**WRITTEN INSTRUCTION:**
Please edit the entries starting with the line that contains "Place one keypoint on each instance of the swimming" and going on through the line that contains "Target: distant treeline", replacing "swimming bird" with "floating duck" and leaving everything else unchanged. Return only those lines.

Items from a data source:
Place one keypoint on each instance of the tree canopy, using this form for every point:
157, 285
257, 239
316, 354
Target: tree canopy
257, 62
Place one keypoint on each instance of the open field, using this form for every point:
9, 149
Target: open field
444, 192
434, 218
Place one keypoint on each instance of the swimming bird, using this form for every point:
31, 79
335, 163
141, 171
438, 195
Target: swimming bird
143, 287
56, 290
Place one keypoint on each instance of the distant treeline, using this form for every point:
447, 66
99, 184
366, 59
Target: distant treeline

---

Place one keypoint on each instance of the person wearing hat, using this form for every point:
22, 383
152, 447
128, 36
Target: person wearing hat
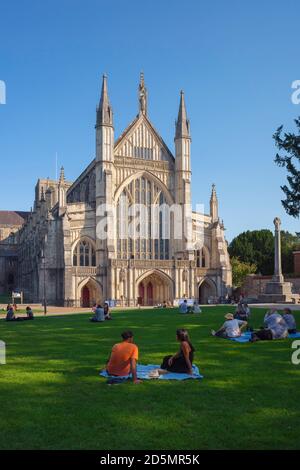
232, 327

**REPLY:**
Place one keypoint on each instance of the floating duck, using this form for every point:
31, 79
335, 163
141, 171
438, 195
Target: floating duck
143, 287
56, 290
Place one keypoint on each instance of the distant treeline, using this form for every point:
447, 66
99, 184
366, 59
Target: distant treeline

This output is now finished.